■ **Given task**
Only the lines from the one containing "[pin] shoulder (one" through the end of the material are to be echoed, each exactly as it appears.

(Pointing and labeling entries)

────

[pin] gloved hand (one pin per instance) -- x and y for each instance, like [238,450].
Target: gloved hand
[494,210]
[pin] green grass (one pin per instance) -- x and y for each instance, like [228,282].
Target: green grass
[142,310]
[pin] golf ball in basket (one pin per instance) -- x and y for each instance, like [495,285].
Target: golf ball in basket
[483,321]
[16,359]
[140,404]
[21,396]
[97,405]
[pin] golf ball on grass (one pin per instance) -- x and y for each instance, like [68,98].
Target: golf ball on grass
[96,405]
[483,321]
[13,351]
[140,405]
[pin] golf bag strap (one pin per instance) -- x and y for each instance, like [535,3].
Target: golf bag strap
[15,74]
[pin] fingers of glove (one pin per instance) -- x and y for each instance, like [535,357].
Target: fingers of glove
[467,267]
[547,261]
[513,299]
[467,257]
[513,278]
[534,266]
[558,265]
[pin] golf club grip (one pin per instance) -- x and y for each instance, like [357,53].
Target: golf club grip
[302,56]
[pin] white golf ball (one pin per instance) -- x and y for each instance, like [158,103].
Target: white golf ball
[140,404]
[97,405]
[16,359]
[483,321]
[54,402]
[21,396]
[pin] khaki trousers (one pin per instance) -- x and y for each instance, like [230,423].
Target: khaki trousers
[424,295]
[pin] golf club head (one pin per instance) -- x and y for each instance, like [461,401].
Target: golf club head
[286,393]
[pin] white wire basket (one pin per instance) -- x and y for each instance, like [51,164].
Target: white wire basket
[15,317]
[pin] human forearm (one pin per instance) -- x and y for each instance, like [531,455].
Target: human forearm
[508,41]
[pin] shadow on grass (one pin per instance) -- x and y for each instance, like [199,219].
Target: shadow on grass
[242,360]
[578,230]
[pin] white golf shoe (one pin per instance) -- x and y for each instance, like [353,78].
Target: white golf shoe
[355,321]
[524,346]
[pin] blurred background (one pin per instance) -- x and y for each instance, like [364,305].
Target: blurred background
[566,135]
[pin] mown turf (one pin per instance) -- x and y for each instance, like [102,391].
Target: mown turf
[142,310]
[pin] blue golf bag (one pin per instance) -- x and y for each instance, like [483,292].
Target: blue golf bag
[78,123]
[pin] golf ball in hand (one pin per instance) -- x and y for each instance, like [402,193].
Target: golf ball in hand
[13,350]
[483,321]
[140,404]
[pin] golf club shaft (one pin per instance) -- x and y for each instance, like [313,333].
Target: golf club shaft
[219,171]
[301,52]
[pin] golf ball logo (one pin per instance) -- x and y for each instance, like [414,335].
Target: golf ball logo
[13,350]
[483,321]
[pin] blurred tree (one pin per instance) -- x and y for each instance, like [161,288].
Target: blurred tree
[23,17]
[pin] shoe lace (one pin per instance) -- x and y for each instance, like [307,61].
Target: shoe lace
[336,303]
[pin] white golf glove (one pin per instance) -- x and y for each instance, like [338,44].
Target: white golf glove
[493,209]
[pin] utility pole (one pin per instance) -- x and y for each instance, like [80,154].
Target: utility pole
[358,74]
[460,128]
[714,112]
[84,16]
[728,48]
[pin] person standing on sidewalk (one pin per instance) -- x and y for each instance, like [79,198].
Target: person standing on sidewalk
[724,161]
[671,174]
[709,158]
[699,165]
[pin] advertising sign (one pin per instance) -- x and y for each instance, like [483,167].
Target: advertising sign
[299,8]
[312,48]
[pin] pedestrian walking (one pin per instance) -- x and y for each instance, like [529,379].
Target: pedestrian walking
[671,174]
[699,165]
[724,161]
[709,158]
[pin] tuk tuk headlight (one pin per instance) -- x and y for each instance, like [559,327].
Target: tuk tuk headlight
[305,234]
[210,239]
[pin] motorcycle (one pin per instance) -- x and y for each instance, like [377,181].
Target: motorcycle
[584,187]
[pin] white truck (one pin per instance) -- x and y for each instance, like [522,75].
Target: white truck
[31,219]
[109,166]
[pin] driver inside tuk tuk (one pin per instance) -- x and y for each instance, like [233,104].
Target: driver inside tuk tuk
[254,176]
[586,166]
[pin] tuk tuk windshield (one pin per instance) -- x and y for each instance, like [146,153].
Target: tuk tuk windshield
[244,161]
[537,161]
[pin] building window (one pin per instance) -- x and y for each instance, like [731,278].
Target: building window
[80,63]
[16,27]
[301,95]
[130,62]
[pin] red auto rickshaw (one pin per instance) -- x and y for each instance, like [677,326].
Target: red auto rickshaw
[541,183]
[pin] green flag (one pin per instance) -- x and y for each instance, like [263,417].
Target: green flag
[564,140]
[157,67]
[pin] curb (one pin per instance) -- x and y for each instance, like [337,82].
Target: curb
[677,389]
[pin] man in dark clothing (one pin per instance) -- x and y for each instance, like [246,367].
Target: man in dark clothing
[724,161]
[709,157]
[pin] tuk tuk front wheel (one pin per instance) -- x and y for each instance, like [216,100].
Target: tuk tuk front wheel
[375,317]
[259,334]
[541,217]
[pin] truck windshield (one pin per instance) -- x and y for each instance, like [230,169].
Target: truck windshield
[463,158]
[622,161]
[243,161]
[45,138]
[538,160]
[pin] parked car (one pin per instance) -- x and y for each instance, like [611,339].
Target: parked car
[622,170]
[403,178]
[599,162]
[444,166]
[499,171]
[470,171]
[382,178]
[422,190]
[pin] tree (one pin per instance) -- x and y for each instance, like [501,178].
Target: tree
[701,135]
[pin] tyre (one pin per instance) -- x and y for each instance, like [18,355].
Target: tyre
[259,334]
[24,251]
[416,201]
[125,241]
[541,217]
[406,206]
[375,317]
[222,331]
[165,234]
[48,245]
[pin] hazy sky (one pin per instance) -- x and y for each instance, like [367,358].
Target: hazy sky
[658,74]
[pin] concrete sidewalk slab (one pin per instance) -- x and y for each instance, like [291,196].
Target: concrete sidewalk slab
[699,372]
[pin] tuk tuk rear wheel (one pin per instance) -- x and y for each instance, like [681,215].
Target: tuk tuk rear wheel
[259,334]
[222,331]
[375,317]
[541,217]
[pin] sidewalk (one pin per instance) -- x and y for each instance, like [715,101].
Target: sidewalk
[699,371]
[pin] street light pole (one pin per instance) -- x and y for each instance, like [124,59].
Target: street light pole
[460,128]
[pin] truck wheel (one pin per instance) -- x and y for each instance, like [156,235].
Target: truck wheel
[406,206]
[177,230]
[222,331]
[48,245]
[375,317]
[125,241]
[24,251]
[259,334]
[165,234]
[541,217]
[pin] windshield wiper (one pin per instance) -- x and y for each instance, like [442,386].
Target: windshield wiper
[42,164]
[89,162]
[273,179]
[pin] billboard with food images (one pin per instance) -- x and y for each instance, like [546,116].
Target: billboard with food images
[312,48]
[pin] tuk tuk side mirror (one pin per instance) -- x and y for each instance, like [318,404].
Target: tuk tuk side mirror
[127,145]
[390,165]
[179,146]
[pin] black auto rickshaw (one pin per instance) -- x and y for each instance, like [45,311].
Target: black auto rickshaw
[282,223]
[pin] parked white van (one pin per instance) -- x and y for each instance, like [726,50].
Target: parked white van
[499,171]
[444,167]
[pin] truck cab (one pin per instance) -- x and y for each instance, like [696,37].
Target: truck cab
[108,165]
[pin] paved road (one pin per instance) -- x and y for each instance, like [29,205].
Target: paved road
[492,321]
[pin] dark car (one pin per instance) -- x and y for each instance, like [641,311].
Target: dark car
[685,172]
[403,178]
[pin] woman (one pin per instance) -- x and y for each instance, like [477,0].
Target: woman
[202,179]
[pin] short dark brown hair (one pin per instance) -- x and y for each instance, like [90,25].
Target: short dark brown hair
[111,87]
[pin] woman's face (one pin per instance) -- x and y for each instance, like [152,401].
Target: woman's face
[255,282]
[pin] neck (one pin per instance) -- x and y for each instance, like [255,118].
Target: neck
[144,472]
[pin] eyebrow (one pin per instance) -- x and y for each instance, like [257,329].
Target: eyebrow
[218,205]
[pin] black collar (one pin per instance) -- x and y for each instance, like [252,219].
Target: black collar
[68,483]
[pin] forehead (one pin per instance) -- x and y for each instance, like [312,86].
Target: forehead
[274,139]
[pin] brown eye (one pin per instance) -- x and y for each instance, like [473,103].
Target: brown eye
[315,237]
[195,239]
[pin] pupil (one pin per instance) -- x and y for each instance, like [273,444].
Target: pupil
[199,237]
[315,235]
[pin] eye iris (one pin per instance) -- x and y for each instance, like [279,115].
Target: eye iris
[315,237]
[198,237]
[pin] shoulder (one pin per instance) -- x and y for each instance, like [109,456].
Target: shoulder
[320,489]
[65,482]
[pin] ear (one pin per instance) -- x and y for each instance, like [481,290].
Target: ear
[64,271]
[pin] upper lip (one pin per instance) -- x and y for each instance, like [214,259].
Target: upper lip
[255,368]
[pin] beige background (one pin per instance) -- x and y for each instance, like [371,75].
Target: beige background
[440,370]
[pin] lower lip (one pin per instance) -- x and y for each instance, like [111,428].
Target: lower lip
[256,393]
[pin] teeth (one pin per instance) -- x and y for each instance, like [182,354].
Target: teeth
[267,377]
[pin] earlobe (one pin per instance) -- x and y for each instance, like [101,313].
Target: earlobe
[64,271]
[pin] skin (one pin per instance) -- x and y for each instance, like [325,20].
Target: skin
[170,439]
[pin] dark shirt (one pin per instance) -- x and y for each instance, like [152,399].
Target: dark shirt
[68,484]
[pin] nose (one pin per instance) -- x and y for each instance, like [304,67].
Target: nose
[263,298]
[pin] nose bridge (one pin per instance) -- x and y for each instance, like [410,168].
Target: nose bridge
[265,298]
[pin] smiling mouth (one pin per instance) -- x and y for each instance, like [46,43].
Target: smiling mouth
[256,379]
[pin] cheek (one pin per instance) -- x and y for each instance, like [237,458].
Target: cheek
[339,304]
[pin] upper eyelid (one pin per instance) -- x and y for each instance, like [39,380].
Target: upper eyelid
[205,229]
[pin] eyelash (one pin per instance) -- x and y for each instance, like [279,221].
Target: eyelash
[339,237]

────

■ **Response below**
[pin] shoulder (one pin per instance) -- x and y for each instance, like [109,456].
Target: shoulder
[320,489]
[65,482]
[pin] ear (one pin per instance) -- x and y for each instance, like [481,290].
Target: ear
[64,271]
[pin] upper lip (one pin per instance) -- x and y for each instance, like [214,259].
Target: upper lip
[255,368]
[pin] beige background (one pin per instance) -- x and y for each instance, like [371,75].
Target: beige background
[440,370]
[pin] lower lip (one pin per instance) -- x and y for each instance, like [111,428].
Target: lower lip
[256,393]
[pin] teeth (one pin per instance) -- x and y for each instance, like [182,354].
Target: teeth
[267,377]
[pin] earlobe (one pin per instance) -- x and y for each instance, like [101,313].
Target: earlobe
[64,271]
[pin] skin (one pin per instance) -- x and y for each instance, like [325,20].
Target: skin
[170,439]
[pin] dark shirt (one pin per instance) -- x and y for each instance, like [152,399].
Target: dark shirt
[68,484]
[pin] nose (one pin per instance) -- x and y for each instance, like [304,67].
Target: nose
[263,298]
[pin] nose bridge (one pin per instance) -- x and y for each instance, like [410,168].
Target: nose bridge
[265,298]
[pin] smiling mouth (one pin per instance) -- x and y for each instance, like [46,43].
Target: smiling mouth
[256,379]
[pin] cheek (one pin per instance) -- x and y for each instance, like [237,458].
Target: cheek
[339,304]
[pin] upper eyelid (one pin per instance) -- x and y for each instance, like [39,380].
Target: upper eyelid
[205,229]
[pin] eyelash (one pin per instance) -- x and y for each instance, like [279,221].
Target: eyelash
[339,237]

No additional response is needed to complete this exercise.